Given exercise:
Pick out every line in the listing below that contains the word "wooden" and copy each of those lines unchanged.

Extracted material:

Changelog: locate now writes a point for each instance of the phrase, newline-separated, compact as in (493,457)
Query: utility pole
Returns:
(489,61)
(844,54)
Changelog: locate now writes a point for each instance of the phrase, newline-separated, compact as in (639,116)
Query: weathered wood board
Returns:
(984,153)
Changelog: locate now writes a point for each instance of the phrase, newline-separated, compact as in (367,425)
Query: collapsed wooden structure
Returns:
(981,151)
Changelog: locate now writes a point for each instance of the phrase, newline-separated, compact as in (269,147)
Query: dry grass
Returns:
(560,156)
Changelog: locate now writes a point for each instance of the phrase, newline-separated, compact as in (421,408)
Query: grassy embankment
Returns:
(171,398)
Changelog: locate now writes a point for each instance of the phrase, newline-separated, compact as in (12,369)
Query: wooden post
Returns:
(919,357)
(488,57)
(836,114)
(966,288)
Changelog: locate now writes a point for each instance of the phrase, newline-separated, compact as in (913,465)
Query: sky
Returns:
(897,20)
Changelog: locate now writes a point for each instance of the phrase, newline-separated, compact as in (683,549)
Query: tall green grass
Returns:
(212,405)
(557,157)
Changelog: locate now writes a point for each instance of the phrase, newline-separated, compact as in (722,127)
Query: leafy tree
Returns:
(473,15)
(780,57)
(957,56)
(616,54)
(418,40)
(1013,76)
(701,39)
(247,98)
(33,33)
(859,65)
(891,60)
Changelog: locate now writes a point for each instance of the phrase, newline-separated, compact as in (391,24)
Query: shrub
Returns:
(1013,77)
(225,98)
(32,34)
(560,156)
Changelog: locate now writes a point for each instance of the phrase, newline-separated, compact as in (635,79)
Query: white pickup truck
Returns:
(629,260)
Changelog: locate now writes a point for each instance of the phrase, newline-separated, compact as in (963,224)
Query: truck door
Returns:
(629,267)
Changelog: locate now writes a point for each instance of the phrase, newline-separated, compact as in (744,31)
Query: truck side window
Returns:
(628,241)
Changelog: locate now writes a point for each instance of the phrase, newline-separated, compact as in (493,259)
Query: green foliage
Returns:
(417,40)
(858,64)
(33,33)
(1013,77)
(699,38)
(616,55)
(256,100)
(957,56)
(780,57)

--

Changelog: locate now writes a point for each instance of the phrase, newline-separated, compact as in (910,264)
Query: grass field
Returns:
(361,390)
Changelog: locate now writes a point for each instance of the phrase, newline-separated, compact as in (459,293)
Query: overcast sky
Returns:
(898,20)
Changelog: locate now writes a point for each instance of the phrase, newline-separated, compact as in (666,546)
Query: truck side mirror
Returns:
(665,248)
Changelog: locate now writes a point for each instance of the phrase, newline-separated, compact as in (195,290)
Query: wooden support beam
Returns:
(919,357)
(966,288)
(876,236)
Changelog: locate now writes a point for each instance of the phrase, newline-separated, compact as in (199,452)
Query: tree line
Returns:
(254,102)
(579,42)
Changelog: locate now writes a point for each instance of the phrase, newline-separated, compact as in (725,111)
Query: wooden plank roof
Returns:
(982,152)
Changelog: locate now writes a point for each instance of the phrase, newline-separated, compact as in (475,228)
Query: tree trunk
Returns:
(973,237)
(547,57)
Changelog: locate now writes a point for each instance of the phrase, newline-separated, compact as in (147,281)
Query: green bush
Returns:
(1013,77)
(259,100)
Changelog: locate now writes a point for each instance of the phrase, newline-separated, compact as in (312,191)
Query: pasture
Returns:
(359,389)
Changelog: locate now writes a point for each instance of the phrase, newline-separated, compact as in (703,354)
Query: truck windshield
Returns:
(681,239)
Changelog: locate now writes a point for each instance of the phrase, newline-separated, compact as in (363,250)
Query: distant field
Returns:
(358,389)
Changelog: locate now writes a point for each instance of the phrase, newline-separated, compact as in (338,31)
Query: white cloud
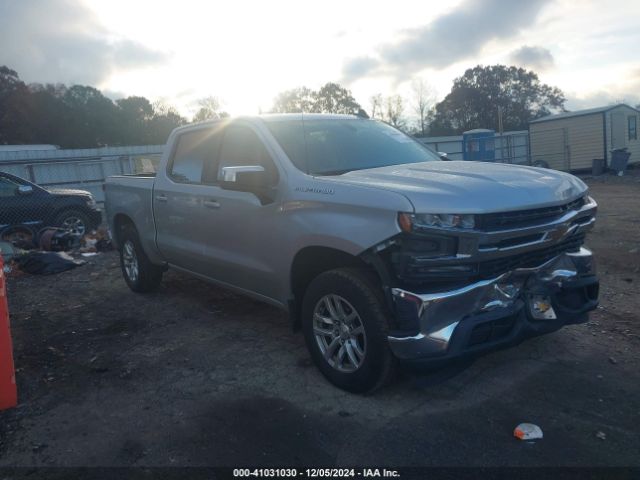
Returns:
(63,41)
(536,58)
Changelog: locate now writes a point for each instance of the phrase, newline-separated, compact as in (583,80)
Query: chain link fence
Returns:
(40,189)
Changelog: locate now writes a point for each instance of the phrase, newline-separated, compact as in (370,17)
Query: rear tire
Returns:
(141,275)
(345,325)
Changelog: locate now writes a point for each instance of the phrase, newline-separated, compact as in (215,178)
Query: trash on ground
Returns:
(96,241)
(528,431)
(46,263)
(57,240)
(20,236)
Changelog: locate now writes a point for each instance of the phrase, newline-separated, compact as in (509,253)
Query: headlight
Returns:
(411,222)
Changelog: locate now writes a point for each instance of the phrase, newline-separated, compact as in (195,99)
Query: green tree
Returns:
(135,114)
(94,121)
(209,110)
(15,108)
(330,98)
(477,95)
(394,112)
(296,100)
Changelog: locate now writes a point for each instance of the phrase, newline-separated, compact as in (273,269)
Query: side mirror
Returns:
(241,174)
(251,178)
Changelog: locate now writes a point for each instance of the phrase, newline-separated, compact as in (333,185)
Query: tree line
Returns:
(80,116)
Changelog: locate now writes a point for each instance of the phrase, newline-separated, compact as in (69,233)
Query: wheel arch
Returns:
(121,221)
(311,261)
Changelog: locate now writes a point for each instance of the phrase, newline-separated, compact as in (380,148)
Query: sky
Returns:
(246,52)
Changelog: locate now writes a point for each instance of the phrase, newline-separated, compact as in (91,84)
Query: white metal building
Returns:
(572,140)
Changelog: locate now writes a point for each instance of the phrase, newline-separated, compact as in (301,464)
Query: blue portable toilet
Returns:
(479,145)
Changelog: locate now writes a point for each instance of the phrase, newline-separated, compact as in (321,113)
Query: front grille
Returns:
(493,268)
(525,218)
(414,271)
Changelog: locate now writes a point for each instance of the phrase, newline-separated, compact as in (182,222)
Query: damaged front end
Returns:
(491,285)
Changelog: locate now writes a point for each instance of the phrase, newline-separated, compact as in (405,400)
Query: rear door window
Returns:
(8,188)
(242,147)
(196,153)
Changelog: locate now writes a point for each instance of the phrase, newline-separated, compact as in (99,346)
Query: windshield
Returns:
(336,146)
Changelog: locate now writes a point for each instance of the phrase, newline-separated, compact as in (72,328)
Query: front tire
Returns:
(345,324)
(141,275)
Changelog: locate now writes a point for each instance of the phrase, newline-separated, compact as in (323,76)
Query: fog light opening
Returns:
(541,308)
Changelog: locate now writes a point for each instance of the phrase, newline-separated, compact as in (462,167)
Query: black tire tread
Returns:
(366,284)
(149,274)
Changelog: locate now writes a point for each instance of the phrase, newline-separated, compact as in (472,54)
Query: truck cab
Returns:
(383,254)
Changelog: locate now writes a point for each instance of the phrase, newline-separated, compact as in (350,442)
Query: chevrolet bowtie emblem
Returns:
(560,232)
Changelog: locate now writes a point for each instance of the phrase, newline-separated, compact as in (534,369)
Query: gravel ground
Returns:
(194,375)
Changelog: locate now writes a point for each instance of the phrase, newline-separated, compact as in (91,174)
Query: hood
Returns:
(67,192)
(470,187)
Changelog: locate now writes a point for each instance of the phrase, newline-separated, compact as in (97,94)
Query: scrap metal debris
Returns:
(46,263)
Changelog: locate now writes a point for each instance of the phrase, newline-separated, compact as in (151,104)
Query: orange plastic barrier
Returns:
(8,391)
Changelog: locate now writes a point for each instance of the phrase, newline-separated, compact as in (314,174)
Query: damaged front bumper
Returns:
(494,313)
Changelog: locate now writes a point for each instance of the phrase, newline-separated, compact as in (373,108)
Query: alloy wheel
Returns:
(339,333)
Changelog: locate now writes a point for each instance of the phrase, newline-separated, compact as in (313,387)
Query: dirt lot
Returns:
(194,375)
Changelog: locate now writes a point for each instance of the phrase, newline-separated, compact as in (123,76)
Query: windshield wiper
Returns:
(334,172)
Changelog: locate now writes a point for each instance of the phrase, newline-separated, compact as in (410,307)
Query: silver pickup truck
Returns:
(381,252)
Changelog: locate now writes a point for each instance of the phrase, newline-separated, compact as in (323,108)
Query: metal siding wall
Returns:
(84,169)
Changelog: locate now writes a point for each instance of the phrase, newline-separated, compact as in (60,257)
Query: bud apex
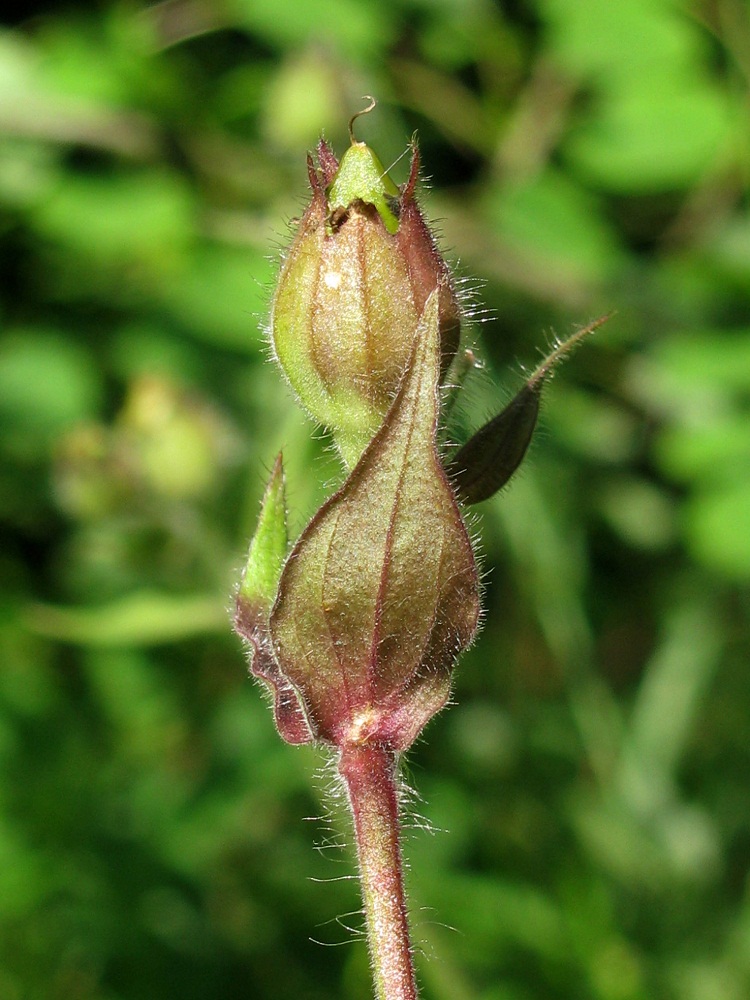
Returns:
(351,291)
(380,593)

--

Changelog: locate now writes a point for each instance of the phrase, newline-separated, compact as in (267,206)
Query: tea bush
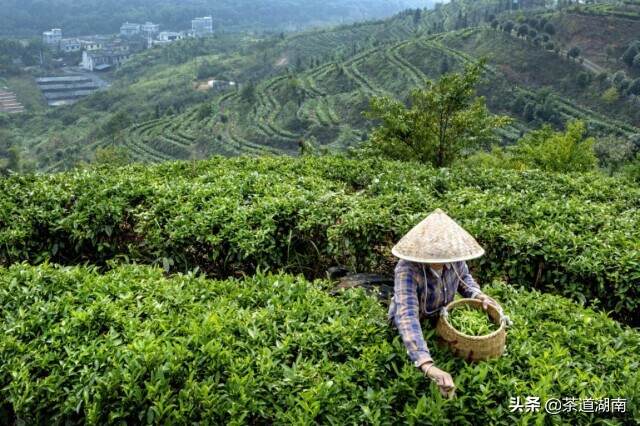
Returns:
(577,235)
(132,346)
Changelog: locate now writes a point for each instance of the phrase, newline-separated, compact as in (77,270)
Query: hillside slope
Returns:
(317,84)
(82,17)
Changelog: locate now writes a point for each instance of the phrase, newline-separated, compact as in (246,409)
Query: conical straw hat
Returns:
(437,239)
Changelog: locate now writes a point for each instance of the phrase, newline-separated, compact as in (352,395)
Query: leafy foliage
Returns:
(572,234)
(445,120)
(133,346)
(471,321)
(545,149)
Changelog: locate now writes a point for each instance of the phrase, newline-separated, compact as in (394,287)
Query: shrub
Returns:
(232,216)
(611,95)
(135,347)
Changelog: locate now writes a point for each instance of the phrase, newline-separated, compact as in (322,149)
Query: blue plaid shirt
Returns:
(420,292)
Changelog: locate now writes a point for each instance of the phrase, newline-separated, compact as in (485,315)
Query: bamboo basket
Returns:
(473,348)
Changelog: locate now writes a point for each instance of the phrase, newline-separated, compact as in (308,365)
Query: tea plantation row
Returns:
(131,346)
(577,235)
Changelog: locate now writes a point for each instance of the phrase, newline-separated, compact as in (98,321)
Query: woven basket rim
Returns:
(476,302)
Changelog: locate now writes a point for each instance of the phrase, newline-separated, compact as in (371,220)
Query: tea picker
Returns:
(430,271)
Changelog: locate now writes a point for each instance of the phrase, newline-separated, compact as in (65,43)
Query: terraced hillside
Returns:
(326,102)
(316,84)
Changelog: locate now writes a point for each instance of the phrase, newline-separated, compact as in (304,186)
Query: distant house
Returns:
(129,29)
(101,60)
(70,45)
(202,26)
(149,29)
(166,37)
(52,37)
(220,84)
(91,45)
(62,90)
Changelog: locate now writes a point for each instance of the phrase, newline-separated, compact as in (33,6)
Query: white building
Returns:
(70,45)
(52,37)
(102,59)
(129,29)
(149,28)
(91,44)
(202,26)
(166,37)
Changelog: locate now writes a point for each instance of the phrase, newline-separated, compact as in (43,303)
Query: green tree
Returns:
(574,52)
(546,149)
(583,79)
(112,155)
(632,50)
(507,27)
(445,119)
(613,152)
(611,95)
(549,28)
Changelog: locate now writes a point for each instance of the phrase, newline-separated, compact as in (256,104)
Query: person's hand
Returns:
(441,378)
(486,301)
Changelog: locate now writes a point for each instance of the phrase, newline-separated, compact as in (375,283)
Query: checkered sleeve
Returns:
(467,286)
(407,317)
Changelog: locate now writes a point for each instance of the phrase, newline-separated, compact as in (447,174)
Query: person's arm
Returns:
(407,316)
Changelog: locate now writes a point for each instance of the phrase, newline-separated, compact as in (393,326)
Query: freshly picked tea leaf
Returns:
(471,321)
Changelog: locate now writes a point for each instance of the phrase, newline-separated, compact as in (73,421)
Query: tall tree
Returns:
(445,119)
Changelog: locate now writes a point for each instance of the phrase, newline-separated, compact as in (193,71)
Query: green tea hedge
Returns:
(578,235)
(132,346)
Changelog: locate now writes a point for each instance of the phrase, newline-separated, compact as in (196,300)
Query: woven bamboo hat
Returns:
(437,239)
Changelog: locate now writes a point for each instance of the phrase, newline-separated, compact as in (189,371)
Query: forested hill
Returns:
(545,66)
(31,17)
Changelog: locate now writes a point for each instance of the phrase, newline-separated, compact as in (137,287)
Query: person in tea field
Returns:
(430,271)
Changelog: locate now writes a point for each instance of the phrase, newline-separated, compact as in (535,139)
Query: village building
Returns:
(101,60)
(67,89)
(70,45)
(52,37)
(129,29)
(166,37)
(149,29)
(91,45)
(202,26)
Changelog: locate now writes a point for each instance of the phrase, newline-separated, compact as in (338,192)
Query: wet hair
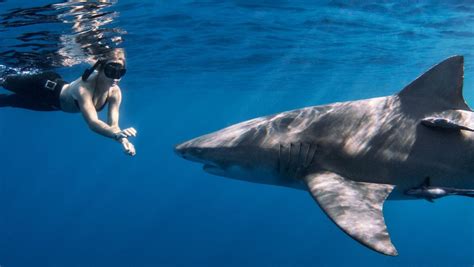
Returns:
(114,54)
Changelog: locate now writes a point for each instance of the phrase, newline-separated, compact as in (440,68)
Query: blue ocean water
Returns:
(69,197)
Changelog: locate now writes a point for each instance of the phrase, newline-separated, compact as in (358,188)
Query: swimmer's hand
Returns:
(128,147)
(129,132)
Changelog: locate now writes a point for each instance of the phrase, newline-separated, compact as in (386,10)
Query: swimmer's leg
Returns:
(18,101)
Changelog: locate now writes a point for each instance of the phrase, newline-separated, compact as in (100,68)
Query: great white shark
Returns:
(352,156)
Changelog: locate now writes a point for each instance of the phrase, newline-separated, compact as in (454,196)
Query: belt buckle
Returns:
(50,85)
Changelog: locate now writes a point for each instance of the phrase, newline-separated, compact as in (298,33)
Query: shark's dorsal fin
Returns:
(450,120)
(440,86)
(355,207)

Solution to the exercise:
Query: collapsed wooden structure
Query: wooden post
Query: wooden support beam
Query: wooden plank roof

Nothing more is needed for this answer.